#### Exercise brief:
Reproduce every one of the entries below word for word, keeping each line as it stands.

#### Recorded data:

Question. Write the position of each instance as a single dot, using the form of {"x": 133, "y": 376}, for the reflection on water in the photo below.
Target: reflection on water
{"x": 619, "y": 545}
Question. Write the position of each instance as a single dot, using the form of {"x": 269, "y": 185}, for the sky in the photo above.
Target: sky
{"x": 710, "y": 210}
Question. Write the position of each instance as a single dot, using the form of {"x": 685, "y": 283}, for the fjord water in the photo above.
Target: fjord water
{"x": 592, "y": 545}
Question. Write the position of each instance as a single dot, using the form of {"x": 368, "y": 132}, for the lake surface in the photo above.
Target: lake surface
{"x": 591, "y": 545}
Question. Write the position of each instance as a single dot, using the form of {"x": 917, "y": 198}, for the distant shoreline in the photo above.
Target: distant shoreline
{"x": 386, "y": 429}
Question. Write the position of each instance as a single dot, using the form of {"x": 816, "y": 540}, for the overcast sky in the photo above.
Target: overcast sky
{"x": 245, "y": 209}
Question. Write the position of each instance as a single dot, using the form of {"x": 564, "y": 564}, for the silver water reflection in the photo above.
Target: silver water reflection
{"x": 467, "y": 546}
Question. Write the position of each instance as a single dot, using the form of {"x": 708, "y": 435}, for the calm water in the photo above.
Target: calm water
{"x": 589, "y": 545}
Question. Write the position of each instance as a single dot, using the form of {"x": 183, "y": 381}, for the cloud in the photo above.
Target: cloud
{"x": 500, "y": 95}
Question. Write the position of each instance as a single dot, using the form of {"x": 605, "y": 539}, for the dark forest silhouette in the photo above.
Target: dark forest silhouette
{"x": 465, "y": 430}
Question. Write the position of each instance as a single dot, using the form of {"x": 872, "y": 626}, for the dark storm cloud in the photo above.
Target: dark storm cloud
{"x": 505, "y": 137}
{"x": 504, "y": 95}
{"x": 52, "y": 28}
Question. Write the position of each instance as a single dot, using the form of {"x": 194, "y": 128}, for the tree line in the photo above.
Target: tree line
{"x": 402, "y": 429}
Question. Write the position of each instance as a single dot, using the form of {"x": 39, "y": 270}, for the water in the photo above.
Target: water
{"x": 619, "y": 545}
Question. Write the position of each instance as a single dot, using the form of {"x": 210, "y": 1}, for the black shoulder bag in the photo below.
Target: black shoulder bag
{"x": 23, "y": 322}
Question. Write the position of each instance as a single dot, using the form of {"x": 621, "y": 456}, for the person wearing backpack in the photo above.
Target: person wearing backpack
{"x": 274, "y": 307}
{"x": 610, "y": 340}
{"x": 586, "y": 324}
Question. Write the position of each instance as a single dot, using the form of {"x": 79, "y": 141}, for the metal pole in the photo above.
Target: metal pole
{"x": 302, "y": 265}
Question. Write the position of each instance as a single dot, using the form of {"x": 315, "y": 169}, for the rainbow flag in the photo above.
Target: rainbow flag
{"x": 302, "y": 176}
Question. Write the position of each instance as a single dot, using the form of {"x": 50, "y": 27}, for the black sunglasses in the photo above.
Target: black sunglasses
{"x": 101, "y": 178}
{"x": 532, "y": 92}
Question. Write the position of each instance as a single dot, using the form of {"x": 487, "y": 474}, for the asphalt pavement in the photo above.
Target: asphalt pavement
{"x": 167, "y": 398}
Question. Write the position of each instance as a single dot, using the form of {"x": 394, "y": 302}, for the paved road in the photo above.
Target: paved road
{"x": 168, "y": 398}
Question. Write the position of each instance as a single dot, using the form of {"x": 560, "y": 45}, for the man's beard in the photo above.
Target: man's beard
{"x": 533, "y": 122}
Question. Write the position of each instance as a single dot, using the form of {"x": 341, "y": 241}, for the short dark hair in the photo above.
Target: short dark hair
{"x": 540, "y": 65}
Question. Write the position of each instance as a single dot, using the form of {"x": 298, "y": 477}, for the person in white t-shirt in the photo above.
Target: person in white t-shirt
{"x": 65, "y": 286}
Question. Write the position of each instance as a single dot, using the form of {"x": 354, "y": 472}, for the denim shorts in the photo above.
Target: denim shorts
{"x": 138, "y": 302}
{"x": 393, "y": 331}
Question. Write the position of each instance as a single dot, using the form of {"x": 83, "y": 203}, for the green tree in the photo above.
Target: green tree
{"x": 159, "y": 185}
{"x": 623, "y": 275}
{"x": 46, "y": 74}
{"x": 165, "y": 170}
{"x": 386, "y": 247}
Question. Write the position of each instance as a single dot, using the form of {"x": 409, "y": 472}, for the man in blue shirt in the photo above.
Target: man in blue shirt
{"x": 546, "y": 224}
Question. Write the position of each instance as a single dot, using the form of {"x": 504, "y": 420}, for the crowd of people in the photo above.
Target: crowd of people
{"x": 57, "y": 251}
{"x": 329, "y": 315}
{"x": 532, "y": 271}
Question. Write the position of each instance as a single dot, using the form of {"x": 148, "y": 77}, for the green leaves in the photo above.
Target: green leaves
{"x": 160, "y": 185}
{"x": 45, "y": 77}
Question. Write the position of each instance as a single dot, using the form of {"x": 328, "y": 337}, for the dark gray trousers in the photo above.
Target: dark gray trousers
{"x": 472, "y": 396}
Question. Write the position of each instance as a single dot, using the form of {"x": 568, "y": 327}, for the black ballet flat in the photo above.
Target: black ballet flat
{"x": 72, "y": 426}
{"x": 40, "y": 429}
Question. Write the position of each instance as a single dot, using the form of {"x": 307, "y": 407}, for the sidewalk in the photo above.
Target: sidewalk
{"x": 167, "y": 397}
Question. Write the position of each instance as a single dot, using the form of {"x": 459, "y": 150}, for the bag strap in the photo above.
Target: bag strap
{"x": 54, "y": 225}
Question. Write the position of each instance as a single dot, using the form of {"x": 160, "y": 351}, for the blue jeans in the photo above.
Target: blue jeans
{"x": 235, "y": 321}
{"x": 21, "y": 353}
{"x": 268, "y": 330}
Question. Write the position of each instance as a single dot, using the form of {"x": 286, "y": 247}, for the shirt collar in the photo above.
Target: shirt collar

#### Solution to this problem:
Question. Write the position of each instance as a single dot, using the form of {"x": 133, "y": 376}, for the reflection on water in the photo below.
Target: reflection on water
{"x": 619, "y": 545}
Question. Write the position of each instance as a single dot, using the form of {"x": 269, "y": 185}, for the sky in the photo above.
Target: sky
{"x": 710, "y": 210}
Question. Write the position of each instance as a single dot, using the form of {"x": 685, "y": 283}, for the fjord water in the photo above.
Target: fjord water
{"x": 592, "y": 545}
Question. Write the position of each instance as a single dot, using the form of {"x": 368, "y": 132}, for the lake surface in the photo above.
Target: lake surface
{"x": 591, "y": 545}
Question. Write the position of each instance as a single dot, using the form of {"x": 917, "y": 198}, for the distant shoreline in the photo above.
Target: distant shoreline
{"x": 386, "y": 429}
Question. Write the position of each instance as a single dot, using the form of {"x": 816, "y": 540}, for the overcast sky in the photo above.
Target: overcast sky
{"x": 245, "y": 209}
Question. Write the position of each instance as a single dot, using the form of {"x": 564, "y": 564}, for the silver water reflection in the photo above.
Target: silver water reflection
{"x": 467, "y": 546}
Question. Write the position of each instance as a single dot, using the form of {"x": 708, "y": 435}, for the calm water in the photo above.
Target: calm water
{"x": 589, "y": 545}
Question. Write the position of each instance as a single dot, using the form of {"x": 183, "y": 381}, for the cloud in the photo above.
Target: cloud
{"x": 500, "y": 95}
Question. Write the position of each instance as a single dot, using the form of {"x": 605, "y": 539}, for the dark forest silhouette in the photo above.
Target: dark forest silhouette
{"x": 465, "y": 430}
Question. Write the position of each instance as a single dot, using the form of {"x": 872, "y": 626}, for the dark storm cloud in the photo above.
Target: dark storm cloud
{"x": 505, "y": 137}
{"x": 504, "y": 95}
{"x": 52, "y": 28}
Question. Write the position of each instance as a single dot, using the form of {"x": 194, "y": 128}, for the tree line in the photo above.
Target: tree line
{"x": 402, "y": 429}
Question. Write the position of each instance as a single dot, using the form of {"x": 39, "y": 270}, for the water in the photo above.
Target: water
{"x": 619, "y": 545}
Question. Write the position of each instance as a single dot, using the form of {"x": 210, "y": 1}, for the black shoulder bag in the photo below.
Target: black shoulder bag
{"x": 23, "y": 322}
Question. Write the position of each instance as a single dot, using the form of {"x": 621, "y": 456}, for the person wearing backpack in the photo above.
Target: person wearing backpack
{"x": 274, "y": 307}
{"x": 610, "y": 340}
{"x": 586, "y": 324}
Question. Write the position of each instance as a single dot, using the form of {"x": 79, "y": 141}, for the metal pole in the photo above.
Target: metal pole
{"x": 302, "y": 265}
Question. Write the position of each instance as a single dot, using the form of {"x": 315, "y": 169}, for the rainbow flag in the photo above.
Target: rainbow flag
{"x": 302, "y": 176}
Question. Write the position of each instance as a single dot, using the form of {"x": 50, "y": 27}, for the black sunglasses in the photo above.
Target: black sunglasses
{"x": 101, "y": 178}
{"x": 532, "y": 92}
Question. Write the position of each instance as a single dot, using the form of {"x": 487, "y": 474}, for the asphalt pavement in the photo above.
Target: asphalt pavement
{"x": 167, "y": 398}
Question. Write the position of each instance as a single dot, using the form of {"x": 394, "y": 302}, for the paved road in the photo above.
Target: paved road
{"x": 168, "y": 398}
Question. Write the position of each instance as a single dot, using the form of {"x": 560, "y": 45}, for the man's beard in the photo above.
Target: man's beard
{"x": 533, "y": 122}
Question. Write the position of each instance as a single dot, using the form of {"x": 341, "y": 241}, for the short dark hair in the photo above.
Target: short dark hair
{"x": 540, "y": 65}
Question. Write the position of each instance as a single dot, using the form of {"x": 298, "y": 477}, for the person in white t-shirt in the photo above.
Target: person in white t-shirt
{"x": 65, "y": 286}
Question. Write the position of each instance as a single dot, using the form of {"x": 354, "y": 472}, for the denim shorts in the photo above.
Target: denim shorts
{"x": 138, "y": 302}
{"x": 393, "y": 331}
Question. Write the position of each instance as a single dot, using the form of {"x": 83, "y": 203}, for the green tree in the photo above.
Target: green tree
{"x": 159, "y": 185}
{"x": 623, "y": 275}
{"x": 46, "y": 74}
{"x": 165, "y": 170}
{"x": 386, "y": 247}
Question. Write the position of each instance as a single dot, using the form of {"x": 409, "y": 472}, for the man in blue shirt in the photo above.
Target: man in blue shirt
{"x": 546, "y": 224}
Question. Write the position of each instance as a single dot, using the form of {"x": 504, "y": 420}, for the crowd of people in the photo above.
Target: crowd of people
{"x": 57, "y": 251}
{"x": 329, "y": 315}
{"x": 532, "y": 271}
Question. Write the position of each instance as a single dot, using the form of {"x": 148, "y": 77}, for the green leaves in the photo above.
Target: green leaves
{"x": 160, "y": 185}
{"x": 45, "y": 77}
Question. Write the position of each instance as a single dot, using the form of {"x": 328, "y": 337}, for the dark gray trousers in the photo above.
Target: dark gray trousers
{"x": 472, "y": 396}
Question. Write the position of each instance as a single dot, using the form of {"x": 568, "y": 327}, for the black ballet flat in the photo above.
Target: black ballet flat
{"x": 72, "y": 426}
{"x": 40, "y": 429}
Question. Write the position of each instance as a single dot, using the form of {"x": 307, "y": 407}, for the sidewalk in the photo above.
Target: sidewalk
{"x": 167, "y": 397}
Question. Write the position of each instance as a single dot, using the form of {"x": 459, "y": 150}, for the bag strap in the photo above.
Target: bag strap
{"x": 54, "y": 225}
Question. Write the position of each instance as a single dot, using the form of {"x": 160, "y": 351}, for the blue jeans in the photo above.
Target: blue jeans
{"x": 235, "y": 321}
{"x": 21, "y": 353}
{"x": 268, "y": 330}
Question. Write the position of each instance as a single dot, using the form of {"x": 286, "y": 247}, for the shirt collar in the photo above.
Target: shirt collar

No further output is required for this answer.